EXERCISE: In every one of the items below, substitute "Annotator note" for "Reviewer note" and reproduce the lines with all other wording unchanged. Omit the pictures from your answer.

INPUT RECORDS:
----------
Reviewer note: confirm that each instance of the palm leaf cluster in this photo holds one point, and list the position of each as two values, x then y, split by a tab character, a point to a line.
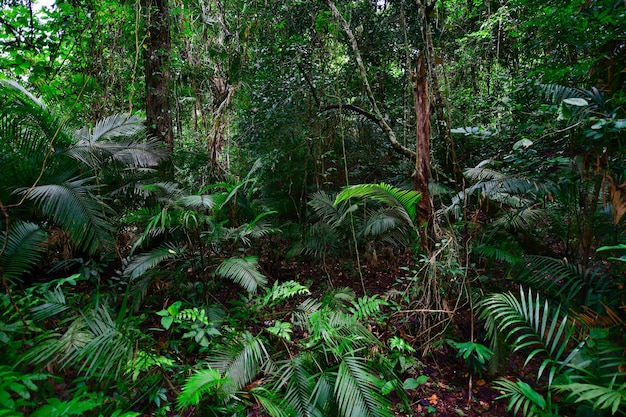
586	364
381	212
199	231
333	370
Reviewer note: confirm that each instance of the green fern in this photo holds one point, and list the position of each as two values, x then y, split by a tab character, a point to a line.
522	397
528	323
140	264
242	271
357	390
23	251
404	201
243	360
367	306
610	397
203	384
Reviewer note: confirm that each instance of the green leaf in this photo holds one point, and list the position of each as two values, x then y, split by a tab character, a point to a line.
167	321
412	383
532	395
575	101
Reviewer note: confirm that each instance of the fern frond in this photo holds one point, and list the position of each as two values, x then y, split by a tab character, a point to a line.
356	390
55	304
204	383
497	254
299	381
73	205
610	397
140	264
521	396
528	323
405	201
23	251
243	361
367	306
242	271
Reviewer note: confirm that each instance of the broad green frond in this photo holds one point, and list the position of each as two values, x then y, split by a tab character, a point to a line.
299	381
114	126
523	219
381	222
145	261
522	397
405	201
73	206
610	397
242	271
55	303
367	306
203	384
23	249
497	254
357	392
243	361
528	323
197	201
110	347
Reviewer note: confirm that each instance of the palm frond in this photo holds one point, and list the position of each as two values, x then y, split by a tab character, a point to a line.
73	205
114	126
204	383
568	280
110	348
356	390
324	206
405	201
242	271
207	201
23	249
273	403
496	253
610	397
523	219
55	303
521	397
529	323
243	361
299	381
381	222
140	264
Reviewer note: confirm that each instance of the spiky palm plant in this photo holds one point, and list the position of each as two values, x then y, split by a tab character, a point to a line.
389	216
583	363
53	175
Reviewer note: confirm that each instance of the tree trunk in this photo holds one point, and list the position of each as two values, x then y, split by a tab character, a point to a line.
157	71
438	102
421	176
----------
ANSWER TO THE TASK:
Annotator note: confirm that each instance of the palm leaf cluster in this photo holds one point, and list the position of each as two values, x then y, split by a tab character, a point to a line.
586	364
381	212
199	231
333	370
Annotator note: confirm that each instance of the green fern in this photo holds one point, and list the position of each as two values, x then y, split by a tab character, a point to a line.
522	397
528	323
140	264
242	271
357	390
23	251
404	201
243	360
367	306
610	397
203	384
Annotator note: confirm that each instance of the green leaf in this photo holds one point, and list the position of each as two values, x then y, split by a tab character, a point to a line.
167	321
412	383
532	395
575	101
Annotator note: confirm that each instance of the fern frond in this photo holds one point, and list the position of each as two values, x then y, split by a tab character, a point to a line.
356	390
55	304
204	383
497	254
299	381
73	205
610	397
140	264
521	396
528	323
405	201
23	251
243	361
367	306
242	271
Annotator note: confirm that each instance of the broad green frond in this photo holds one point, and list the position of each as two values, x then y, split by a tab character, a point to a line.
299	381
114	126
523	219
381	222
145	261
522	397
405	201
73	206
610	397
242	271
55	303
367	306
203	384
23	249
497	254
357	392
243	361
528	323
197	201
110	347
Annotator note: confirm that each instance of the palm frond in this photo holds one point, and list the position of each as two values, x then y, split by a tab character, a point to a line.
73	205
114	126
204	383
568	280
110	348
356	390
324	206
405	201
242	271
207	201
23	249
273	403
496	253
610	397
523	219
55	303
521	397
529	323
243	361
299	381
381	222
140	264
Annotator note: confirm that each instance of the spiky palm plant in this photo holds one point, and list the position of each as two values, x then y, split by a tab character, a point to a line.
389	216
583	363
53	175
Annotator note: confirm that each instance of the tree trunk in this photo holds one point, and list the position of each as two values, x then y, split by a tab character, a point to a line.
157	71
438	102
421	176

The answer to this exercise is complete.